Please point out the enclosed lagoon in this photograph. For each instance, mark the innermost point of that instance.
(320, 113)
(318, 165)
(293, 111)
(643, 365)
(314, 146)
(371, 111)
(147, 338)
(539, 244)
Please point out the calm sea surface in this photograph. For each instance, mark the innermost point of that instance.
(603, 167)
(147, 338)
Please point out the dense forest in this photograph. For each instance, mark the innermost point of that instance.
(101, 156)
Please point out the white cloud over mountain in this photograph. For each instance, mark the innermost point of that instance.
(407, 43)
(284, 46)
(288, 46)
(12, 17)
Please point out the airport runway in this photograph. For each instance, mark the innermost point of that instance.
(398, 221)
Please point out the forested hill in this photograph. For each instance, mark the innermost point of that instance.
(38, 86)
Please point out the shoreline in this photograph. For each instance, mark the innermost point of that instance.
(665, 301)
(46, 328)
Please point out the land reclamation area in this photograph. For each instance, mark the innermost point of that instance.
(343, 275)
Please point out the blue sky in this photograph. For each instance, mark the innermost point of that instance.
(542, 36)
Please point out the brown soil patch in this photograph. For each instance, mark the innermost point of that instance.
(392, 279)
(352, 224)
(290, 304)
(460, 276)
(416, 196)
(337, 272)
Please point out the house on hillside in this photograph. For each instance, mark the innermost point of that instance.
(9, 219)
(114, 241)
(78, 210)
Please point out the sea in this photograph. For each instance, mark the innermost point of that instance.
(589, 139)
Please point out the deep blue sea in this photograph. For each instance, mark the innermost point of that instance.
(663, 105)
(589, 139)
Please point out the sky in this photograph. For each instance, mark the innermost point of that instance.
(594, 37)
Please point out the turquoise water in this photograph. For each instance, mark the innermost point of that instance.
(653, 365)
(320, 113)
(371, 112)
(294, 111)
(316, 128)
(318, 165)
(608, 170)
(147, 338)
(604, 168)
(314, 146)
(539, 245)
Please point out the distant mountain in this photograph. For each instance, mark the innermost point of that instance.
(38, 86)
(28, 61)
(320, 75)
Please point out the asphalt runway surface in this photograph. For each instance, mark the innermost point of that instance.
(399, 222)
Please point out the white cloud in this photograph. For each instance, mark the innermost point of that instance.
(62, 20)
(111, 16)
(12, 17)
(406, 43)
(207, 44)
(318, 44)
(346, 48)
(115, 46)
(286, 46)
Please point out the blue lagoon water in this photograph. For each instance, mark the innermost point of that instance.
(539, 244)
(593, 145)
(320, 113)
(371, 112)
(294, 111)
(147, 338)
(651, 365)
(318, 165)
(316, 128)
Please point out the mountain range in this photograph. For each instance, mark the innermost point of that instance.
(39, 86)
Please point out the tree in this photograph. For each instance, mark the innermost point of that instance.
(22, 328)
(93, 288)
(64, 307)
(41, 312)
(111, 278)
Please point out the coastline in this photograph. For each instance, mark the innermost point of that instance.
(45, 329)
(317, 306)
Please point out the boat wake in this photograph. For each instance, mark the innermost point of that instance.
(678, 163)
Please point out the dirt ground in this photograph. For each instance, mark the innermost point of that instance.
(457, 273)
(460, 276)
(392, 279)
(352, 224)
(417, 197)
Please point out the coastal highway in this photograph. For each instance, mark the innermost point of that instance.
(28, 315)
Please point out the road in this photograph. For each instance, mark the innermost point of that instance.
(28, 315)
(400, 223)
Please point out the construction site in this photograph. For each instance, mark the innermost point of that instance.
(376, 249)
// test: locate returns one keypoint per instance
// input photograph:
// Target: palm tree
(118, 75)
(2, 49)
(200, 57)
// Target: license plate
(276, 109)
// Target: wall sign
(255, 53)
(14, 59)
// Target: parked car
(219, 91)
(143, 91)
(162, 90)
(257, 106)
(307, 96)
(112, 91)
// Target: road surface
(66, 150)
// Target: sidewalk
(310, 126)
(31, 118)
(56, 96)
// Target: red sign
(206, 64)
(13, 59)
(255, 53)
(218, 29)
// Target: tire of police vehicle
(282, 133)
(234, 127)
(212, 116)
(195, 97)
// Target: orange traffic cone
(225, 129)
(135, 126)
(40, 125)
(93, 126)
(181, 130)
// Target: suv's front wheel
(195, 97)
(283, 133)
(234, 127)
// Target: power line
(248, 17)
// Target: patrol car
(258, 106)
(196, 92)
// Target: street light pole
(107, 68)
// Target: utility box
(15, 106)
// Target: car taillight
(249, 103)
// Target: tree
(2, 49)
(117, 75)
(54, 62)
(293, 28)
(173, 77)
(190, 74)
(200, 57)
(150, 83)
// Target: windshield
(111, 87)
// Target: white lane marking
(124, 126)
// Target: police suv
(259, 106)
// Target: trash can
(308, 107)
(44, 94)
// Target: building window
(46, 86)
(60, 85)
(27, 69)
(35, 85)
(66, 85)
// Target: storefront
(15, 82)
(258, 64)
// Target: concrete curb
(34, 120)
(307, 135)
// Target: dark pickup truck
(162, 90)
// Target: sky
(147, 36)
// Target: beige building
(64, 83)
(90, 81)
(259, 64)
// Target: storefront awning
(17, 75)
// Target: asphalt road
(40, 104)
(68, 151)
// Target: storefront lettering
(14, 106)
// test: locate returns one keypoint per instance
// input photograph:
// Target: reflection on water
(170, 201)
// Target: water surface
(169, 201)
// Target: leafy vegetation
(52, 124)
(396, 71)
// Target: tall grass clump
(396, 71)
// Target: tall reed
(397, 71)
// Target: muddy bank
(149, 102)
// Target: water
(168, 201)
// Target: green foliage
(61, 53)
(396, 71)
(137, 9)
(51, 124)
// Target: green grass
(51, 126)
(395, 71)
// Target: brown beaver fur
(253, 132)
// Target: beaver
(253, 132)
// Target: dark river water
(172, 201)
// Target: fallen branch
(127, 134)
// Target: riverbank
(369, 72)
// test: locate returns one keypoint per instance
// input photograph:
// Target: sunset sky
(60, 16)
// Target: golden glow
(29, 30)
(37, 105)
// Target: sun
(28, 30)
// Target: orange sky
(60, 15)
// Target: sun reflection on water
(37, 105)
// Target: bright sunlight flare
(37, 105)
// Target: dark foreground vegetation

==========

> **PROBLEM**:
Reproduce all of the items above with every occurrence of "innermost" replaced by "central", leaving everything else unchanged.

> **SOLUTION TO THE PROBLEM**:
Please point out the enclosed lagoon in this photograph. For each instance, mark the central point of that instance.
(320, 113)
(318, 165)
(293, 111)
(643, 365)
(314, 146)
(371, 111)
(147, 338)
(539, 244)
Please point out the calm sea surface in this photograph. For each instance, mark the central point of that instance.
(603, 167)
(147, 338)
Please point out the dense forest in this photograph. For each instance, mark the central point of that instance.
(101, 156)
Please point out the white cloud over mountain in this photograph. For each instance, mark the central point of that instance.
(407, 43)
(284, 46)
(288, 46)
(12, 17)
Please point out the airport runway in this photograph. For each instance, mark the central point of that instance.
(398, 221)
Please point out the forested hill in this photograph. For each instance, mark the central point of that instance.
(38, 86)
Please point out the shoreline in this photograph. For each instance, mark the central point of that instance.
(665, 301)
(46, 328)
Please point out the land reclamation area in this photograph. For each instance, mark the central point of that instance.
(343, 275)
Please point out the blue sky in this photograph. For each instance, mark the central point of that instance.
(542, 36)
Please point out the brown soil patch in this photograph. For each instance, mark the central point of that instance.
(392, 279)
(352, 224)
(290, 304)
(460, 276)
(416, 196)
(337, 272)
Please point out the house on hillside in this photograph. For each instance, mark the central point of that instance.
(9, 219)
(114, 241)
(78, 210)
Please point out the sea in this photograph. For each instance, mark the central point of that instance.
(589, 139)
Please point out the deep blue sea in this photograph. For each instance, mark the central point of that instance.
(663, 105)
(589, 139)
Please point out the sky in this photograph. For each instance, mark the central point of that instance.
(594, 37)
Please point out the turquoise water in this photograph. For each instance, mark the central point of that instance.
(653, 365)
(320, 113)
(371, 112)
(294, 111)
(316, 128)
(318, 165)
(608, 170)
(147, 338)
(604, 168)
(314, 146)
(539, 245)
Please point out the distant mountain in this photograph. For each instance, mark the central point of that instance.
(38, 86)
(28, 61)
(320, 75)
Please point out the asphalt runway surface in this photograph. For each instance, mark the central point of that instance.
(399, 222)
Please point out the white cloud in this photograph. For each instance, mark the central point of that instance.
(62, 20)
(111, 16)
(12, 17)
(406, 43)
(207, 44)
(318, 44)
(346, 48)
(115, 46)
(286, 46)
Please point out the blue lagoon water in this photograph. For each instance, mark the central point of that instance.
(539, 244)
(593, 145)
(320, 113)
(371, 112)
(294, 111)
(147, 338)
(651, 365)
(318, 165)
(316, 128)
Please point out the mountain range in this photograph. For each instance, mark the central point of that instance.
(39, 86)
Please point out the tree in this photograph. For each instance, mark the central point of that instance.
(22, 328)
(93, 288)
(64, 307)
(41, 312)
(111, 278)
Please point out the coastline in this photograph. For each instance, mark the central point of that instance.
(45, 329)
(317, 306)
Please point out the boat wake in this photograph. For each instance, mark the central point of that instance.
(678, 163)
Please point out the dirt ground in this photograph. For each instance, mark the central point of that instance.
(457, 273)
(460, 276)
(392, 279)
(352, 224)
(417, 197)
Please point out the coastal highway in this photograph. For each instance, mark the central point of that instance.
(28, 315)
Please point out the road in this photograph. For each instance, mark the central point of that instance.
(28, 315)
(400, 223)
Please point out the construction site in this photograph. For each instance, mark the central point of that instance.
(376, 249)
// test: locate returns one keypoint per instance
// input photograph:
// Target: palm tree
(118, 75)
(2, 49)
(200, 57)
// Target: license plate
(276, 109)
// Target: wall sign
(255, 53)
(14, 59)
// Target: parked car
(219, 91)
(143, 91)
(162, 90)
(257, 106)
(307, 96)
(112, 91)
// Target: road surface
(66, 150)
// Target: sidewalk
(310, 126)
(31, 118)
(56, 96)
// Target: red sign
(206, 64)
(13, 59)
(255, 53)
(218, 29)
// Target: tire of police vehicle
(282, 133)
(234, 127)
(212, 116)
(195, 97)
// Target: orange traffic cone
(225, 129)
(135, 126)
(40, 125)
(93, 126)
(181, 130)
// Target: suv's front wheel
(195, 97)
(283, 133)
(234, 127)
// Target: power line
(248, 17)
// Target: patrol car
(258, 106)
(196, 92)
// Target: street light pole
(107, 68)
// Target: utility box
(15, 106)
// Target: car taillight
(249, 103)
// Target: tree
(2, 49)
(117, 75)
(54, 62)
(293, 28)
(173, 77)
(190, 74)
(200, 57)
(150, 83)
// Target: windshield
(111, 87)
// Target: white lane marking
(124, 126)
// Target: police suv
(259, 106)
// Target: trash can
(308, 107)
(44, 94)
// Target: building window
(46, 86)
(60, 85)
(27, 69)
(35, 85)
(66, 85)
// Target: storefront
(15, 82)
(258, 64)
// Target: concrete curb
(34, 120)
(307, 135)
// Target: dark pickup truck
(162, 90)
// Target: sky
(147, 36)
// Target: beige building
(64, 83)
(90, 81)
(259, 64)
// Target: storefront awning
(17, 75)
// Target: asphalt road
(40, 104)
(68, 151)
// Target: storefront lettering
(14, 106)
// test: locate returns one keypoint per instance
// input photograph:
// Target: reflection on water
(170, 201)
// Target: water surface
(169, 201)
// Target: leafy vegetation
(52, 124)
(396, 71)
// Target: tall grass clump
(396, 71)
// Target: tall reed
(397, 71)
// Target: muddy bank
(149, 102)
// Target: water
(168, 201)
// Target: green foliage
(61, 53)
(396, 71)
(137, 9)
(51, 124)
// Target: green grass
(51, 126)
(395, 71)
// Target: brown beaver fur
(253, 132)
// Target: beaver
(253, 132)
// Target: dark river water
(172, 201)
// Target: fallen branch
(127, 134)
// Target: riverbank
(369, 72)
// test: locate returns one keypoint per instance
// input photograph:
// Target: sunset sky
(60, 16)
// Target: golden glow
(29, 30)
(37, 105)
// Target: sun
(28, 30)
// Target: orange sky
(60, 15)
// Target: sun reflection on water
(37, 105)
// Target: bright sunlight flare
(37, 105)
// Target: dark foreground vegetation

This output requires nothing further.